- Action item:
Your task is to copy the lines of the data below from the line holding "of the orange-leaved" through the line holding "wearing wide-brim hat in", inclusive, exactly and with nothing added.
>>
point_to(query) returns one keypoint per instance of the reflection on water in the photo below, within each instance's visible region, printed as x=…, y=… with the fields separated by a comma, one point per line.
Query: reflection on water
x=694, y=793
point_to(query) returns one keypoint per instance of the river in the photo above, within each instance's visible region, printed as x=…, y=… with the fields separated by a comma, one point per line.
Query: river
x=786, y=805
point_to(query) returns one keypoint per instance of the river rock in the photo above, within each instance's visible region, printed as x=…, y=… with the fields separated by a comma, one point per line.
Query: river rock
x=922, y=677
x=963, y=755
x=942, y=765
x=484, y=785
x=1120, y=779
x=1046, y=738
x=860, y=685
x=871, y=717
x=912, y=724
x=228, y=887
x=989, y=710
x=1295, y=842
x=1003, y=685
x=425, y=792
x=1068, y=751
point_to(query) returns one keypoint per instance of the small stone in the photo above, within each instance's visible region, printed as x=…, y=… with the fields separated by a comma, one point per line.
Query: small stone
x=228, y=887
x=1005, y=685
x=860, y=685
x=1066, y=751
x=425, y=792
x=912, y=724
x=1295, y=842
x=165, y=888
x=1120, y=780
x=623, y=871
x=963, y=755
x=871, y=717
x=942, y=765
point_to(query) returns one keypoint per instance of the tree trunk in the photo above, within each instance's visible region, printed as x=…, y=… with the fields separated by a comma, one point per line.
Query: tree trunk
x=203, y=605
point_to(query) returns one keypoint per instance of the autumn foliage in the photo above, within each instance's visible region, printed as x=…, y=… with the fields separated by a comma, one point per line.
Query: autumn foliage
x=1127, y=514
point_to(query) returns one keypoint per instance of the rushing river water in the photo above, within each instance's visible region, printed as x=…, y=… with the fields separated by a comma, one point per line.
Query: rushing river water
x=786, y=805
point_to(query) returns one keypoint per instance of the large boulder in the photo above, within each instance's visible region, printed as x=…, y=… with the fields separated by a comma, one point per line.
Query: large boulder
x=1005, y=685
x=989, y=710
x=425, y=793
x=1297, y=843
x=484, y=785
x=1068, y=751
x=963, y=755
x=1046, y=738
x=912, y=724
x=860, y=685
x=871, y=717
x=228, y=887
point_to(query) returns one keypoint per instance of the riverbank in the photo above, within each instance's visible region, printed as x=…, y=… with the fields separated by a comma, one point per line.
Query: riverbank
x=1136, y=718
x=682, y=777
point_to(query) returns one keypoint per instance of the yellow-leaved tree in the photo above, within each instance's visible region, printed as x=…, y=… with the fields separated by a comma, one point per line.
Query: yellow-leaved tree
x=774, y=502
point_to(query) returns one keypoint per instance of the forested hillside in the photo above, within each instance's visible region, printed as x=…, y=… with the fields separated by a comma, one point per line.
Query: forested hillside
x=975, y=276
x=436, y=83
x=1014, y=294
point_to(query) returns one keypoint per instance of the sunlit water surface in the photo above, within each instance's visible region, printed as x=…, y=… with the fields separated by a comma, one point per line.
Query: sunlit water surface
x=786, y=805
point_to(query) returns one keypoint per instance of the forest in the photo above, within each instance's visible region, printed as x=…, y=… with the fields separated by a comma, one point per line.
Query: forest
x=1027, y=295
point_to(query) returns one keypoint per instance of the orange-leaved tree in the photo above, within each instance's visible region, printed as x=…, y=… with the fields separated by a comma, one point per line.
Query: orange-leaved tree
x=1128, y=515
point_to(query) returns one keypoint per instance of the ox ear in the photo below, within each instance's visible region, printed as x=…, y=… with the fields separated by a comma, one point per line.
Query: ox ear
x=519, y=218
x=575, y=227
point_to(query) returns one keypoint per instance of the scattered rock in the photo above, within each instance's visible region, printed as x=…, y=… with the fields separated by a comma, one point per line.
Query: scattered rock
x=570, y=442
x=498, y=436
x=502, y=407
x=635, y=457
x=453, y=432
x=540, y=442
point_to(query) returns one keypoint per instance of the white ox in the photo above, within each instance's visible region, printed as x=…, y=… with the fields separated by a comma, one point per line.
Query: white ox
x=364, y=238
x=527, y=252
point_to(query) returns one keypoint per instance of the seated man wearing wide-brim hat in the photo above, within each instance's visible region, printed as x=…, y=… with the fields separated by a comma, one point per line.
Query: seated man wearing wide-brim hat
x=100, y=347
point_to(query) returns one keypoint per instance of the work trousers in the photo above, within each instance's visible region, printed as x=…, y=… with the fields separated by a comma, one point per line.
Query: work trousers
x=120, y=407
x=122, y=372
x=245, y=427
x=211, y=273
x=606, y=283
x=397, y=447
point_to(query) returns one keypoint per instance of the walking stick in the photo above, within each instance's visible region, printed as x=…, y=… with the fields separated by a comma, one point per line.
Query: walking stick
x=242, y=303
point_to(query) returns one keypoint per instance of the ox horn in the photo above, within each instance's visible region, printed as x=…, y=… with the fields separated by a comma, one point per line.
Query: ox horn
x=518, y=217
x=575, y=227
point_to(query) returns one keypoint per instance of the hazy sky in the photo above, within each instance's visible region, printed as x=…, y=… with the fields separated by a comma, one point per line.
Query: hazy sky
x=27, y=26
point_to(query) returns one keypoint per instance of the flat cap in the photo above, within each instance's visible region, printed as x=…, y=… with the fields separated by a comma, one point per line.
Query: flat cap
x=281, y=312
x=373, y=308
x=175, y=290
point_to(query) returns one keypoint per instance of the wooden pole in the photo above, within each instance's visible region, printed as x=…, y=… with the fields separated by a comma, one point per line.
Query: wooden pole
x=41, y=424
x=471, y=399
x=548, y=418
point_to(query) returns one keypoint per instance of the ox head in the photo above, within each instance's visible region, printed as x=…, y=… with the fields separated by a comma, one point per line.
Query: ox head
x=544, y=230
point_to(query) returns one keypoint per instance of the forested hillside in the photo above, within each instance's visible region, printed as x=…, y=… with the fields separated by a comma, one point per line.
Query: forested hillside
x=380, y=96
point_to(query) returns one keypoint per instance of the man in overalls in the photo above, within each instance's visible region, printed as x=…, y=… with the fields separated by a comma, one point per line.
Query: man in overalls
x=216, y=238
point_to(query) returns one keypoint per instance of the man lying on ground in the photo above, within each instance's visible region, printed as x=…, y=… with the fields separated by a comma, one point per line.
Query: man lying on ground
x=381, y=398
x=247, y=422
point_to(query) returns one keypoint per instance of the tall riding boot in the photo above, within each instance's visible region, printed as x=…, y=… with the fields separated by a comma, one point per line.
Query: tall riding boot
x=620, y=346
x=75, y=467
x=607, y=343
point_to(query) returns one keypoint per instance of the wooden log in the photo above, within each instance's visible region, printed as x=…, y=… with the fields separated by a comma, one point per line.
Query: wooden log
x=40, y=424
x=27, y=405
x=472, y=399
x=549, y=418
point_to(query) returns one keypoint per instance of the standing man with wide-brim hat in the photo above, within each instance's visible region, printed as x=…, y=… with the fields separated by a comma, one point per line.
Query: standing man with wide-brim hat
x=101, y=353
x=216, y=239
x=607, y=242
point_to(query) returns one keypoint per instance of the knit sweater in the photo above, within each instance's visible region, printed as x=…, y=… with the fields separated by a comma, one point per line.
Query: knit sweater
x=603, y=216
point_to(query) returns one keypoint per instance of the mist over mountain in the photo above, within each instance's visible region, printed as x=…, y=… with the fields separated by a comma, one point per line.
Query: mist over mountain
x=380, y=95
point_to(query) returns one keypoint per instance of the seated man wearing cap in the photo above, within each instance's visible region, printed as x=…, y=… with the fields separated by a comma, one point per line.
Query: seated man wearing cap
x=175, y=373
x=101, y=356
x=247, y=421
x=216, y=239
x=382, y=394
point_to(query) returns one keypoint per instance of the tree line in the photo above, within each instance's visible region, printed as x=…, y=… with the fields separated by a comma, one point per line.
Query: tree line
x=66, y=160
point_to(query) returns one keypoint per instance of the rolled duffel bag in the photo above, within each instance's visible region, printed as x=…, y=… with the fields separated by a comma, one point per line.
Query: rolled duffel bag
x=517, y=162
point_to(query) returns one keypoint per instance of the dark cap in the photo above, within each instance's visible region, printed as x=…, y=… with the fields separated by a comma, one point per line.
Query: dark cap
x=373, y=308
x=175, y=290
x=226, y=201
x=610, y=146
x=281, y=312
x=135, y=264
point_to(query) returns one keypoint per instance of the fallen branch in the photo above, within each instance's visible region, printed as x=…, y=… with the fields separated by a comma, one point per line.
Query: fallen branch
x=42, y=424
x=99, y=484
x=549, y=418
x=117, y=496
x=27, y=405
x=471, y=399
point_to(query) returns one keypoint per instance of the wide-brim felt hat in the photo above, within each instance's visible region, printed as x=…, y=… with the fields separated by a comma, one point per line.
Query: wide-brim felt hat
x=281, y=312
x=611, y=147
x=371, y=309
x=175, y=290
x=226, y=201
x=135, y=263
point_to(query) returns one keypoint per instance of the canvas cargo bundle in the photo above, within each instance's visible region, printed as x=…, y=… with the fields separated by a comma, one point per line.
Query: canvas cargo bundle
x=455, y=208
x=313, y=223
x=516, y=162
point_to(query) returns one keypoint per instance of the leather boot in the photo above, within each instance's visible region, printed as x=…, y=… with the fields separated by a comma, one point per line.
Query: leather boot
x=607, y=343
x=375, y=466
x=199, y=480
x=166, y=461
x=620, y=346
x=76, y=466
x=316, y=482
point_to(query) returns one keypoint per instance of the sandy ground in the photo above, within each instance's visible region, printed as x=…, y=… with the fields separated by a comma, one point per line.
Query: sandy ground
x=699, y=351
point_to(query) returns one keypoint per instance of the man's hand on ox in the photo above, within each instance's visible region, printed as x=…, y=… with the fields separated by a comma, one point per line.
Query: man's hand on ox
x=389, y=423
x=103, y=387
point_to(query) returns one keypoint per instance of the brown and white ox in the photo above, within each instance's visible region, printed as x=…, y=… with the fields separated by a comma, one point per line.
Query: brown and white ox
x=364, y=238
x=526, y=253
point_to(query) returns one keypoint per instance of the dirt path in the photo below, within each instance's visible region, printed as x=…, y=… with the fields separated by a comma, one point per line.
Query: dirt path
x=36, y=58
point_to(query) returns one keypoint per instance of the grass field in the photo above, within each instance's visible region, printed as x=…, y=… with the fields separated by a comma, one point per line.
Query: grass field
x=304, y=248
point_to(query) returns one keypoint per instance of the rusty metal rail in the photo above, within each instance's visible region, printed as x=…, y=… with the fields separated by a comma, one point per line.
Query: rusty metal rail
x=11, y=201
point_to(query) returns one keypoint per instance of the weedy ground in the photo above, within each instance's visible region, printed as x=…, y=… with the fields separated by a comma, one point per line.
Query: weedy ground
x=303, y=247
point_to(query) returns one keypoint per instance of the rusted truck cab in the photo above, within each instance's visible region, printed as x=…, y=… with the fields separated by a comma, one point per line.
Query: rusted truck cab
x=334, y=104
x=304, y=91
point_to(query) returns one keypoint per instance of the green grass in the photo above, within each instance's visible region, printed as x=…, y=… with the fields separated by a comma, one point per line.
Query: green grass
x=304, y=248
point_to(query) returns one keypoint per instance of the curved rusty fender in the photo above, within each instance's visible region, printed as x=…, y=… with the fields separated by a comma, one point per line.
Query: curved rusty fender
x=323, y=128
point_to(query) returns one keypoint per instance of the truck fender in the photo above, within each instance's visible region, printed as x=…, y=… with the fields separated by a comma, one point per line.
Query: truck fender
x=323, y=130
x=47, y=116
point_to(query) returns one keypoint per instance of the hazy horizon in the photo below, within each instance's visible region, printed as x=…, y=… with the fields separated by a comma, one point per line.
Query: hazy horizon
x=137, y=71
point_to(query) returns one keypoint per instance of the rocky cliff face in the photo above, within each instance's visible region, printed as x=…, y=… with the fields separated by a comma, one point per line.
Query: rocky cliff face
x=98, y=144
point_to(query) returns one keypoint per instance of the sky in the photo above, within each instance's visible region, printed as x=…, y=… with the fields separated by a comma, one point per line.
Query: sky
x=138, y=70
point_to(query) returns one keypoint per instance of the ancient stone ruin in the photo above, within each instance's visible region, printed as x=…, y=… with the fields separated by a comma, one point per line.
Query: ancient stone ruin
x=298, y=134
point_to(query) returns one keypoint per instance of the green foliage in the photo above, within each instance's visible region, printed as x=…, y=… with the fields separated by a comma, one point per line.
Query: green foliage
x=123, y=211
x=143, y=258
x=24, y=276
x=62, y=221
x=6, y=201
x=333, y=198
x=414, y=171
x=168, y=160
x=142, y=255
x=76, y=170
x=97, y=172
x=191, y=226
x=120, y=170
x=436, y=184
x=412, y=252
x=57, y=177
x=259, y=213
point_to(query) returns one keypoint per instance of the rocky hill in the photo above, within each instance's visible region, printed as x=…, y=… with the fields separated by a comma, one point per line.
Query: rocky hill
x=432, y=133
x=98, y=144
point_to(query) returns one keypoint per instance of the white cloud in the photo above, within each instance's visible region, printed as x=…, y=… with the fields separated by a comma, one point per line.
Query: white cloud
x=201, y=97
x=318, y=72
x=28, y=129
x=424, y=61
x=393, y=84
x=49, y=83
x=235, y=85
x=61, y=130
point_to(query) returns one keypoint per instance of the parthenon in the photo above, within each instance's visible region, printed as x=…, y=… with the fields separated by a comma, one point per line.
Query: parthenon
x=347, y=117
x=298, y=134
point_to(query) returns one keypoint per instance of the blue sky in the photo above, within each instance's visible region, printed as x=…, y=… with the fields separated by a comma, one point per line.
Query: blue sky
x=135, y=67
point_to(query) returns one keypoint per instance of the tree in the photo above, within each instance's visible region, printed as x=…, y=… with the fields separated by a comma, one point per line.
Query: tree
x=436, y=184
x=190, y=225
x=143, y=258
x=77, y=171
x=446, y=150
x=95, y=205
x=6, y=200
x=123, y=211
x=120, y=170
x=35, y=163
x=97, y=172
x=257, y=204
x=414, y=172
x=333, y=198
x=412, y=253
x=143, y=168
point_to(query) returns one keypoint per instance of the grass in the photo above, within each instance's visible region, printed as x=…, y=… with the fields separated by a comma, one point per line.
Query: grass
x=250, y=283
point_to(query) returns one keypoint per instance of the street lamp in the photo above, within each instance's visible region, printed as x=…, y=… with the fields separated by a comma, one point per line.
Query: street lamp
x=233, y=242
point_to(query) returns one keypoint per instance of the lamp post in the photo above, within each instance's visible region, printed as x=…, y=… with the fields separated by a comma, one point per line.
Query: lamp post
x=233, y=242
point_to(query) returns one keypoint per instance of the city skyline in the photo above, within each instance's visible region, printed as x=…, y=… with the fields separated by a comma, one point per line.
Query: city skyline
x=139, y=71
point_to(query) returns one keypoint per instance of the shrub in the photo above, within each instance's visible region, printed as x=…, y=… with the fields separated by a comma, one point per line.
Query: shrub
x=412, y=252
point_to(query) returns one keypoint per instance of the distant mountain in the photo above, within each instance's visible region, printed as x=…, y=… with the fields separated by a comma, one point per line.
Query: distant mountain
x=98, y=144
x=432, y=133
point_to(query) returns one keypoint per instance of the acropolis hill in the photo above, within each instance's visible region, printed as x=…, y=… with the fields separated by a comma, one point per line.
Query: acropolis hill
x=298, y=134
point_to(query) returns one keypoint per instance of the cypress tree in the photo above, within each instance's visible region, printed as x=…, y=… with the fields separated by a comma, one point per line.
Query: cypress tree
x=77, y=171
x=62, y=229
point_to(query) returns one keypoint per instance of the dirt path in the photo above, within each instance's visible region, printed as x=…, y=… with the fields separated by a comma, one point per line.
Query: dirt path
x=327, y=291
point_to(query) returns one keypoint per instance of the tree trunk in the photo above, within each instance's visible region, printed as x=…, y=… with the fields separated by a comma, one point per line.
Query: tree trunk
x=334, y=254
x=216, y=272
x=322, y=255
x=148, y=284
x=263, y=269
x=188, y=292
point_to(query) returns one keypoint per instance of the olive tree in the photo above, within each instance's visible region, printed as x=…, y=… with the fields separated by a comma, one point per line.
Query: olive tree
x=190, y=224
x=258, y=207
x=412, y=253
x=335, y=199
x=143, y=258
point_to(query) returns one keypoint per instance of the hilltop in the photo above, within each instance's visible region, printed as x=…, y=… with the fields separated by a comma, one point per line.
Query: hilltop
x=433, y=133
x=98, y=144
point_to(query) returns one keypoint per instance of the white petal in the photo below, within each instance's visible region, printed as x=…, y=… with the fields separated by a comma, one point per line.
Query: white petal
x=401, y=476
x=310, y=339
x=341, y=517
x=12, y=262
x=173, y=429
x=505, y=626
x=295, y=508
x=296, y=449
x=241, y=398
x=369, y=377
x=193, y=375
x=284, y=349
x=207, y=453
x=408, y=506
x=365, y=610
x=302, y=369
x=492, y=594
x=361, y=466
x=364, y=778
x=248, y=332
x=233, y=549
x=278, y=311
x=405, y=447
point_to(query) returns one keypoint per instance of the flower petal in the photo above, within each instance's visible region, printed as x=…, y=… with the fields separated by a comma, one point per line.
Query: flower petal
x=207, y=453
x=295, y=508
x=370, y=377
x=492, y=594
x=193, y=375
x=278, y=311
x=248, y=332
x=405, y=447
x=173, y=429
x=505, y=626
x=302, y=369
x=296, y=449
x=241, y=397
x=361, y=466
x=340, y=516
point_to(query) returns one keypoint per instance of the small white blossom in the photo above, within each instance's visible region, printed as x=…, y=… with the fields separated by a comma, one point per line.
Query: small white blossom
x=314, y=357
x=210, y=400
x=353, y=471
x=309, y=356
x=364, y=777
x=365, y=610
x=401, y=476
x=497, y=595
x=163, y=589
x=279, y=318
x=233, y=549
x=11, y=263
<<
- Solution for this task:
point_to(query) returns one keypoint per instance of the orange-leaved tree in the photo above, within each instance's visible region, printed as x=…, y=… with the fields separated by a comma, one point per line.
Query: orange-leaved tree
x=1128, y=515
point_to(query) returns one keypoint per instance of the ox ear in the photo below, within each instance's visible region, printed as x=…, y=… with the fields separated by a comma, one point per line.
Query: ox ear
x=519, y=218
x=575, y=227
point_to(query) returns one keypoint per instance of the scattered rock in the photo above, within each instance's visible region, printed as x=…, y=… with the fields separated by a comma, one point per line.
Query: scattered rock
x=570, y=442
x=498, y=436
x=502, y=407
x=635, y=457
x=453, y=432
x=540, y=442
point_to(query) returns one keypoint per instance of the white ox in the photo above, within each instance's visible region, printed as x=…, y=… with the fields separated by a comma, one point per line.
Query: white ox
x=364, y=238
x=527, y=252
point_to(query) returns one keypoint per instance of the seated man wearing wide-brim hat in the photo above, within each instance's visible region, printed as x=…, y=… with the fields separated by a comma, one point per line.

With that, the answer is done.